# Your instructions
Output only the lines from the one holding "Where can the yellow" to the end of the data below, please, copied exactly.

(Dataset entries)
══════════════════════════════

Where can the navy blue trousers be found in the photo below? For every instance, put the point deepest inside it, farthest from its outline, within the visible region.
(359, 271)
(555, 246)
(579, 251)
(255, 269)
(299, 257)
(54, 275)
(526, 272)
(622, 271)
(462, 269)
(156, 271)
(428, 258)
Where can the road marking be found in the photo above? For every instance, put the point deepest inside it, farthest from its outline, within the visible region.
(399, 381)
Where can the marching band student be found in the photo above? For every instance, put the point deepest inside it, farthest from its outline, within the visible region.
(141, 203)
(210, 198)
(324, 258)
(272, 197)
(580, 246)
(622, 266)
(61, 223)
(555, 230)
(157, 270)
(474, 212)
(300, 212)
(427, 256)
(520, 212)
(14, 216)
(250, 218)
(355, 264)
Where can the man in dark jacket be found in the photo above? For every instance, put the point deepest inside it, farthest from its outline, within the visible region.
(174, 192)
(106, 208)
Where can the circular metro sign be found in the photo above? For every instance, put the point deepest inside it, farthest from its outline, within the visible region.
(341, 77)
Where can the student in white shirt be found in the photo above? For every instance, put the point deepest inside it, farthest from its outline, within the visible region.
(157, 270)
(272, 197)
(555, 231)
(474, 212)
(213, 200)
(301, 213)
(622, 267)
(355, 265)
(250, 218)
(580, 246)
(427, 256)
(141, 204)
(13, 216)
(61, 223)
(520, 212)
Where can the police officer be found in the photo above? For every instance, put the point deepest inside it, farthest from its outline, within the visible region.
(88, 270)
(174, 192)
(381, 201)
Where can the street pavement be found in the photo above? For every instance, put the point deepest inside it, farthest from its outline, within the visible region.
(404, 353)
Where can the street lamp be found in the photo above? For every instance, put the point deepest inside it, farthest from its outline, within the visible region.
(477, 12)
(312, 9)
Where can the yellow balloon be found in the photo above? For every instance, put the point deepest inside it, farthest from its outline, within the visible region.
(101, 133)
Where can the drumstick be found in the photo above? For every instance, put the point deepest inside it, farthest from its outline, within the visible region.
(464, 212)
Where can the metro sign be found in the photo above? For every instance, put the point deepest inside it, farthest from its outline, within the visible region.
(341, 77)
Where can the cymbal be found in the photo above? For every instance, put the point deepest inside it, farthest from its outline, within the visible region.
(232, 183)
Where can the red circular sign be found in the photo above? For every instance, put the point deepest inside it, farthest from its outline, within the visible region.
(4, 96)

══════════════════════════════

# The answer
Where can the yellow balloon be found in the photo above? For every instance, put the point deepest inside it, farthest from its outline, within the visible region.
(101, 133)
Where can the drumstick be found in the photo above? For every instance, put the point deepest inside it, farthest from its outline, within the visible region.
(464, 212)
Where can the metro sign be found in the photo above? For every instance, put the point deepest inside it, farthest from its outline, within the visible region.
(341, 77)
Where can the cymbal be found in the photo above? For every instance, put the point deepest inside it, farthest from its outline, within the visible region.
(232, 183)
Where can the red circular sign be found in the photo above? For every instance, put the point deepest inside it, farthest from its outline, within the visible region.
(4, 96)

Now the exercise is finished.